## BEGIN Records for the exercise

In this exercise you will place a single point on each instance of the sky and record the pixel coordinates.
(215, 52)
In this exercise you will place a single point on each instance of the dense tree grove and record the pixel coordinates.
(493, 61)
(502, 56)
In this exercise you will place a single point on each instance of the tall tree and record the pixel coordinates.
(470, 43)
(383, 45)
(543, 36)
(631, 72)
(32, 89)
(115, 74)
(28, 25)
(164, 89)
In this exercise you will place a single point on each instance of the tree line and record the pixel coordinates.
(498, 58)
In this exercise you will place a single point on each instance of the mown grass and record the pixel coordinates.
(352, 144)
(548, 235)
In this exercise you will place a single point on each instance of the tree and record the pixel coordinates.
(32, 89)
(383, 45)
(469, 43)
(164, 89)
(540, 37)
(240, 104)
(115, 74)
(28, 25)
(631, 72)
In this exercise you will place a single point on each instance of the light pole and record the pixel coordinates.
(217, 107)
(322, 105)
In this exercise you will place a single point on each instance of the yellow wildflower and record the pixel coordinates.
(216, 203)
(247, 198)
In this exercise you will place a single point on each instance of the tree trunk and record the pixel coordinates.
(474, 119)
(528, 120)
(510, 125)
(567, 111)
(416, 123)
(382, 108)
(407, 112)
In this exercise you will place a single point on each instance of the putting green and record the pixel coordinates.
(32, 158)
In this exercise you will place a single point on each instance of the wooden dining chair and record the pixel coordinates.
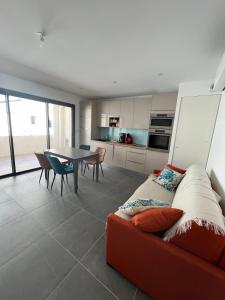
(92, 162)
(45, 166)
(83, 147)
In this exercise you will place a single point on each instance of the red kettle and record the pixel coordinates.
(128, 139)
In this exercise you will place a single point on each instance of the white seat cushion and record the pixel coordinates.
(149, 189)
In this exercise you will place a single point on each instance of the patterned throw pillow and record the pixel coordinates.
(169, 179)
(131, 208)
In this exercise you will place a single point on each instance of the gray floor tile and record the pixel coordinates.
(55, 213)
(35, 272)
(33, 200)
(33, 262)
(79, 233)
(10, 211)
(95, 262)
(18, 235)
(80, 284)
(22, 188)
(142, 296)
(4, 197)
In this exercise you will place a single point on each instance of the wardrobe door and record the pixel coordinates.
(195, 128)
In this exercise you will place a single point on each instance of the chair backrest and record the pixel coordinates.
(55, 164)
(85, 147)
(43, 161)
(101, 152)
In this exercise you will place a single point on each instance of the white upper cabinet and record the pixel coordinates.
(164, 101)
(195, 128)
(127, 113)
(114, 108)
(142, 108)
(155, 160)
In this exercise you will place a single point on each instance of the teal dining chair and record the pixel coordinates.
(59, 168)
(84, 147)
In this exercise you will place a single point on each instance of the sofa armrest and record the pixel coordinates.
(160, 268)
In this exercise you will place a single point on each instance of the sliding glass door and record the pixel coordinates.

## END Records for the exercise

Copy the material again, starting at the line that has "cushion and record the pixel coordinates." and going through the end of the material. Keep every line, and shift each point coordinate in the answers by adding 122 to both numbers.

◆ **Output**
In this exercise you will place a single point on each instance of the white seat cushion and record the pixel coordinates.
(271, 311)
In this exercise you will place a single point on each instance of the patterned throw pillow and record the pixel coordinates.
(291, 301)
(253, 330)
In this exercise you will place a single point on each instance of the gray floor tile and record the pixel coordinates.
(177, 335)
(157, 394)
(155, 322)
(155, 384)
(201, 355)
(132, 333)
(217, 384)
(140, 357)
(202, 406)
(144, 310)
(264, 418)
(126, 319)
In this exercise you will place a single point on each instance of the wardrobe door and record the pixel coordinates.
(317, 250)
In this exercise you will place a single point on each instance of the chair backrest and record the pixel coordinates.
(177, 286)
(207, 269)
(165, 283)
(223, 274)
In this exercise you will place a single point on each instance of the white upper cabinet and record the pixel coordinates.
(286, 223)
(317, 250)
(249, 235)
(236, 230)
(264, 230)
(277, 282)
In this exercise you will place a single point on each instance of the teal dining chair and record the pixel coordinates.
(181, 290)
(206, 269)
In this exercise you will place a single point on each instance of the sofa armrest and record the pixel coordinates.
(282, 390)
In this exercise you will place a single point on each instance of the sliding glass door and record the pixel coordinates.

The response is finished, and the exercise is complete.